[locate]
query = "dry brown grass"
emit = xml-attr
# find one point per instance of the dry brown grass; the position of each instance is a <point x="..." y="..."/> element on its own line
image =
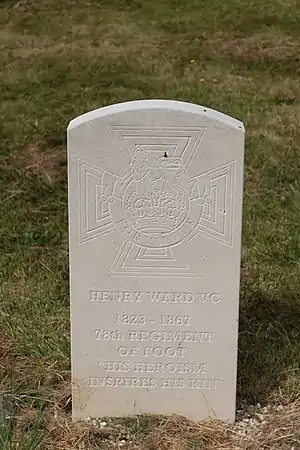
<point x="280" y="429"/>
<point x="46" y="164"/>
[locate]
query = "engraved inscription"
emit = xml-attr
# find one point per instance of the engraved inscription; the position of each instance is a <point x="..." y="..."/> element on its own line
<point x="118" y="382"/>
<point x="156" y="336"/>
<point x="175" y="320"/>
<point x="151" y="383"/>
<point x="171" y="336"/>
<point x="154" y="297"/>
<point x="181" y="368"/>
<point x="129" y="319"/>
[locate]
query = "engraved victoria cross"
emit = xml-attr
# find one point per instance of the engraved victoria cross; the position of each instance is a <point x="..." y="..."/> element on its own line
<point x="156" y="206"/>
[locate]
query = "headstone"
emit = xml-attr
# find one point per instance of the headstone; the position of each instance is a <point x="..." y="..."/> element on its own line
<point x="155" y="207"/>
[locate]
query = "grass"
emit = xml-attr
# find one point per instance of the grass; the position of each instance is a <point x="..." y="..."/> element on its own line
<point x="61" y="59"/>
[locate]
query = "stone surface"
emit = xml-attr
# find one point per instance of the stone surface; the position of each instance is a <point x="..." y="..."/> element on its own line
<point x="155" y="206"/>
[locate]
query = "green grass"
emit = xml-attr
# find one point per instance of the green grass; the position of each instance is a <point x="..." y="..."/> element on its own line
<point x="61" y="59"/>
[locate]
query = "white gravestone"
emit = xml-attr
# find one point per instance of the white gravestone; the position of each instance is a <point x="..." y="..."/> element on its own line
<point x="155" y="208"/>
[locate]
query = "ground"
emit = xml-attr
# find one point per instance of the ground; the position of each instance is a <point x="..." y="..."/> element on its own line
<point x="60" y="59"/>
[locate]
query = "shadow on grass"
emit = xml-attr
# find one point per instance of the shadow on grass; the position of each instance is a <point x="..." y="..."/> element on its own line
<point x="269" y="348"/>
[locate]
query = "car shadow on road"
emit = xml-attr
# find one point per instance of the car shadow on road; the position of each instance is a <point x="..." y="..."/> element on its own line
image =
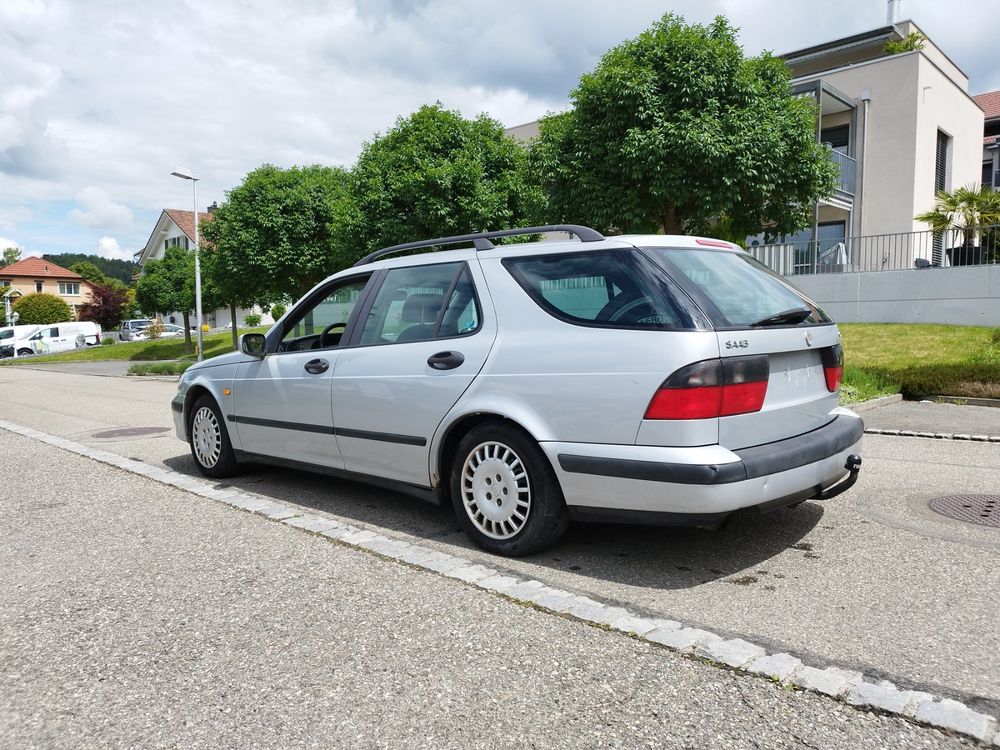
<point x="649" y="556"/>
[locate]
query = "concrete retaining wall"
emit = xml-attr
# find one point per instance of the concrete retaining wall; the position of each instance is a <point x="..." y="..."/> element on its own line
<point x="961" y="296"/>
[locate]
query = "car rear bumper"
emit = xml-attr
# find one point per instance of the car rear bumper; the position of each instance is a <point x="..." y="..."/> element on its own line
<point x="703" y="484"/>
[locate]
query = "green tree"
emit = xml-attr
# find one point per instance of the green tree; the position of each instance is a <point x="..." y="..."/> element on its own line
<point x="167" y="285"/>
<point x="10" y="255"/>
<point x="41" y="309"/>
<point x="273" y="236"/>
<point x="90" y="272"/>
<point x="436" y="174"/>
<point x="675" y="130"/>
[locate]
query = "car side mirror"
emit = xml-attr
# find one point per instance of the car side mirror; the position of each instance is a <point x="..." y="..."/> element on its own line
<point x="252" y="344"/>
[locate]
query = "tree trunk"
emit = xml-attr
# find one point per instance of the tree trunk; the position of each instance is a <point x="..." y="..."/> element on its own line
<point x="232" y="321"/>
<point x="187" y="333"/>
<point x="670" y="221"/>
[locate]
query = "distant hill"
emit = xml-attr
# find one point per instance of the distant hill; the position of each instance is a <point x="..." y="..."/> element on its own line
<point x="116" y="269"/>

* **EXERCISE**
For every line in the data above that holds "brown", return the line itself.

* **SOLUTION**
query = "dry brown grass"
# find one point per instance of the dry brown grass; the position of each instance is a <point x="..." y="..."/> element on its own line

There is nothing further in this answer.